## Begin

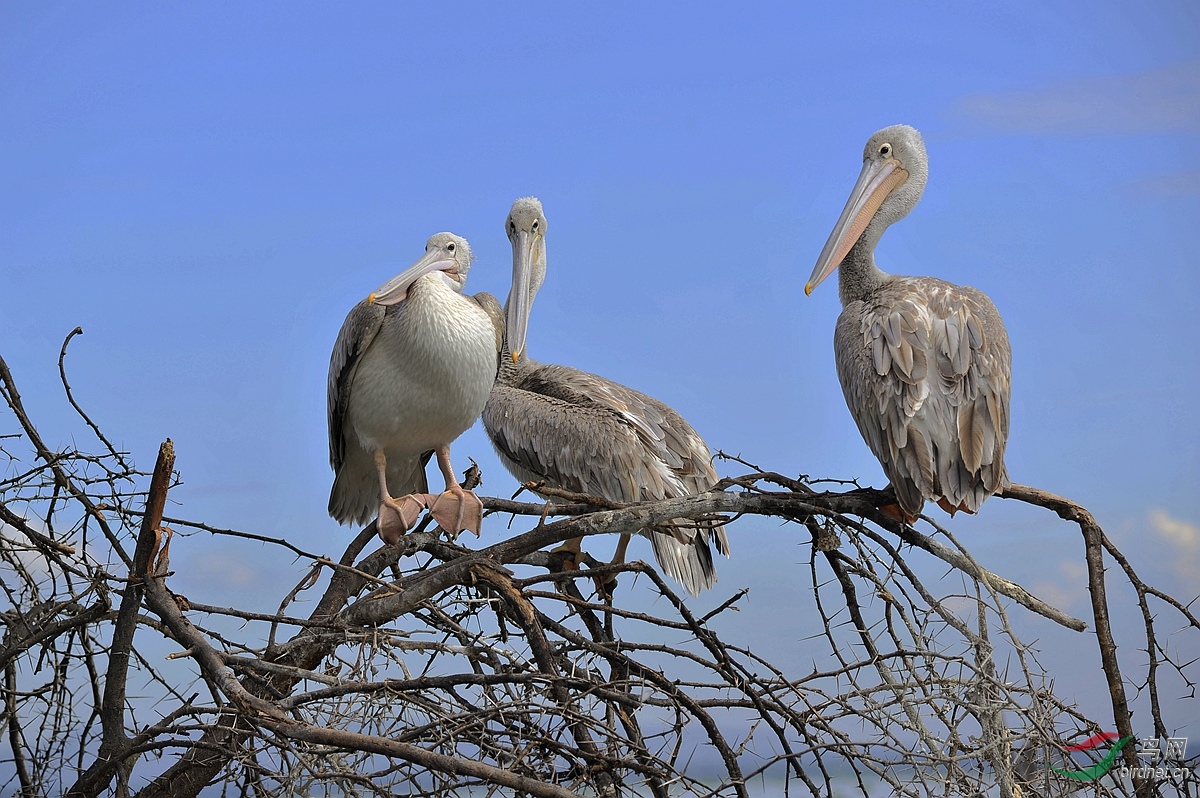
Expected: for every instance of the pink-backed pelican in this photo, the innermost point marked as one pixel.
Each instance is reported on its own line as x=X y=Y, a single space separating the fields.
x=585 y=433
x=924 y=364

## End
## Begin

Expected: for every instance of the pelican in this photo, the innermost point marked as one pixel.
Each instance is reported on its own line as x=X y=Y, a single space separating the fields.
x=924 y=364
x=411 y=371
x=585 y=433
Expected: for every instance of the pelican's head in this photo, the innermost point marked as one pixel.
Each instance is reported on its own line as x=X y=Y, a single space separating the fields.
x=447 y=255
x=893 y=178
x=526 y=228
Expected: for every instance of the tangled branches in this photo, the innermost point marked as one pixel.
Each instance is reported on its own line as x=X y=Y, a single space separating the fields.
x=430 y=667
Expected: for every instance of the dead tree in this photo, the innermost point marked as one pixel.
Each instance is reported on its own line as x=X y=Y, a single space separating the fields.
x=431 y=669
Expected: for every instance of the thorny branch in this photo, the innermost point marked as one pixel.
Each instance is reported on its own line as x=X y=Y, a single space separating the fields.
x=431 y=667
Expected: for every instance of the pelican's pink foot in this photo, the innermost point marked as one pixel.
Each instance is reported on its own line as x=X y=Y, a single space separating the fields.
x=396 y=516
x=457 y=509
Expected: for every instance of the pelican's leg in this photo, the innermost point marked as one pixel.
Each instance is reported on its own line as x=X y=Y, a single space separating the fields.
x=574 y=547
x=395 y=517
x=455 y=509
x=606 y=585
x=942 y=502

## End

Could you reproduce, word for word and with nothing else, the lines between the one holding "Expected: for every instance of the pelican's head" and the one holding "x=942 y=502", both included?

Solution for this task ▸
Expected: for every instance of the pelican's head in this photo, the innermost point marked as one pixel.
Each instance is reported on its own line as x=X y=Y, a single space separating the fields.
x=447 y=255
x=893 y=178
x=526 y=228
Expected: for every instance of the tangled branches in this photo, the innermost point marked as one pixel.
Each instance is reported on its own line as x=X y=Y, a single space separating the fields.
x=430 y=667
Expected: for every instance of the dead tree in this photo, the innermost point marked as one pixel.
Each instance is reported on its own line as x=X y=Y, a single space separating the fields.
x=431 y=669
Expected: for every instance of the thorny branch in this photo, the innermost point marked as one pixel.
Each instance is reported on its own line as x=X y=Y, a single space separating the fields.
x=431 y=667
Expected: for every instance of the pelican's pink foot in this photo, the innermost point marked as one pixel.
Each instance is reported on its own line as x=X y=Y, a single space separating the fields.
x=396 y=516
x=457 y=509
Expected: for every instance of the pelican's leg in this photo, the innermost point marked as one pixel.
Each instance is reported on its own line as x=X y=Y, a single space separating the fields.
x=574 y=547
x=395 y=517
x=455 y=509
x=606 y=585
x=942 y=502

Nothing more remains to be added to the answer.